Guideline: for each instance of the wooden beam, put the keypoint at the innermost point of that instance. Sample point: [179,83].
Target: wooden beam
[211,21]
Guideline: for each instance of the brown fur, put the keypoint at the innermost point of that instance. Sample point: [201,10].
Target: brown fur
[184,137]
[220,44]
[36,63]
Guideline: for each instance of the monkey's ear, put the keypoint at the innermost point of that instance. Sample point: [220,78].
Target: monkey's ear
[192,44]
==
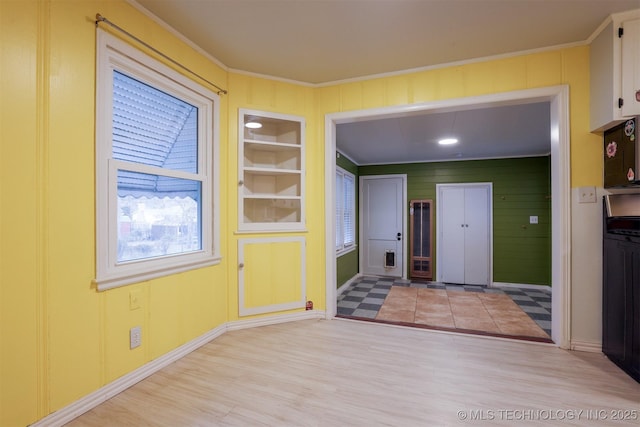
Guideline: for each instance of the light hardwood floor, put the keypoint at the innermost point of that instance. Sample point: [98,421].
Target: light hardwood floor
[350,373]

_EXERCISE PROMPT_. Show every row above that contains the string "hardwood", copying each one in full.

_THE SOLUTION_.
Guideline: for each instance of the light hardwood floor, put the keypoint at the innermost point of that instance. Sample point: [98,421].
Target: light hardwood floor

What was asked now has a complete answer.